Task directions ▸ Retype the whole listing below, character for character.

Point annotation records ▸
....

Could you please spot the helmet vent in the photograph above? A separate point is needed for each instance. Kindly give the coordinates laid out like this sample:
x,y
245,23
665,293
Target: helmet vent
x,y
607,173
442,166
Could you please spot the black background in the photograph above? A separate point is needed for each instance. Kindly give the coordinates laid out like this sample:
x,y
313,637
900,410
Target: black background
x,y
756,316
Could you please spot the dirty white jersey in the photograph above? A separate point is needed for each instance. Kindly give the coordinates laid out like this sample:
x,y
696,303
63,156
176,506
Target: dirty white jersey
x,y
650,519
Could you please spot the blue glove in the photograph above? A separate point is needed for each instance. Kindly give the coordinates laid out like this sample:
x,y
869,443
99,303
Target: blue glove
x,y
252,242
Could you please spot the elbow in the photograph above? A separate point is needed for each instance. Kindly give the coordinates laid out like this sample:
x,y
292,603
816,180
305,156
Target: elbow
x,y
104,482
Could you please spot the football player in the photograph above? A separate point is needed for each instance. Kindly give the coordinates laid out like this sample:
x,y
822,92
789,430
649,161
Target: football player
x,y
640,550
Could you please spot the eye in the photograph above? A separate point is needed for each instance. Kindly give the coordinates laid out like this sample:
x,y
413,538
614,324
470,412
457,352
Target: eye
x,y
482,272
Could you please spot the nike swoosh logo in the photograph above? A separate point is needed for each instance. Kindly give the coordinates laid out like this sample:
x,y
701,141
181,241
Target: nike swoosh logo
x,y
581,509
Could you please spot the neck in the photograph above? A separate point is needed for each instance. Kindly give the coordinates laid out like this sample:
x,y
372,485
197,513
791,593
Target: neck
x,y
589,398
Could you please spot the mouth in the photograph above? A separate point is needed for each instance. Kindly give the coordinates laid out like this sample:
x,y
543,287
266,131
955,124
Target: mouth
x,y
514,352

....

Answer for this exercise ▸
Could you please spot the helmet vent in the photograph above? A separate point is needed for each instance. Kindly give the coordinates laid out like this sample:
x,y
245,23
665,293
Target: helmet vent
x,y
607,173
442,166
Could you please spot the black background in the photograph above? A separate point is needed for each instance. Kindly give the coordinates laid out like this sample:
x,y
313,637
900,410
Target: black background
x,y
756,316
Could you please spot the dirty white jersey in the photograph above? A separate point is needed for each instance. Kindly give the coordinates laid out like this sample:
x,y
696,303
63,156
176,506
Target: dirty white jersey
x,y
650,519
Could you please spot the blue glove in the photograph above? A separate point is needed for each instance. Kindly give the coordinates laid out like this sample:
x,y
869,443
99,303
Target: blue glove
x,y
252,242
Could you please spot the elbow in the photograph above? A separate point is needed for each instance. Kindly give the coordinates laid out like this sample:
x,y
292,603
816,180
305,156
Target: elbow
x,y
104,482
Could you please spot the football player in the photograph above? A separate point is needed for each instance. Kindly give the coordinates laid out like this sample:
x,y
822,92
789,430
649,161
Target: football player
x,y
640,550
Could you please spot the eye in the photograph above? A separate point is needed for each instance. Kindly give the coordinates laid out like this sample:
x,y
413,538
614,324
470,412
457,352
Target: eye
x,y
482,272
Could you please spot the nike swoosh logo in the photograph above? A separate point is needed for each instance. Kindly give the coordinates laid out like this sample:
x,y
701,141
181,241
Target: nike swoosh logo
x,y
581,509
Could you please spot the neck in the photograph above? A separate point is needed for each instance. Kindly give the coordinates laid out like this sample:
x,y
372,485
197,513
791,593
Target: neck
x,y
589,398
Could you please spot the mouth in the photograph above? A separate point is needed for each instance. Kindly give the coordinates laid out like this sample:
x,y
543,287
266,131
955,124
Target: mouth
x,y
514,352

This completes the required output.